Supplied information:
• • •

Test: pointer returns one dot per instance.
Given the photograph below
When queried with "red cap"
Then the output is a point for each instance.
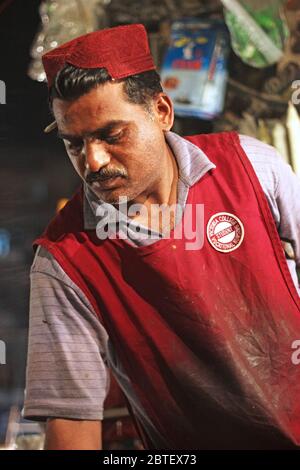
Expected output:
(123, 51)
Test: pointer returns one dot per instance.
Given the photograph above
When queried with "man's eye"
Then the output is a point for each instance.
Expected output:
(114, 138)
(75, 146)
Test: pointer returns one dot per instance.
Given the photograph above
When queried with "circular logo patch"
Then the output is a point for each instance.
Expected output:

• • •

What is being asked: Hand back the data above exactly, with no images.

Answer section:
Test: pointer returns one dot per instance.
Given the photograph below
When queried with "red cap"
Then the output is a point for each instance.
Expected output:
(123, 51)
Test: pointer returns one dot per instance.
Given the photograph above
When queried with "man's eye"
Then the output is a point for each instance.
Expected output:
(114, 138)
(75, 146)
Test: pointer returns one dot per instance.
Given the photograph above
When queried with "circular logo patch"
Then the output is a point for each instance.
Expected output:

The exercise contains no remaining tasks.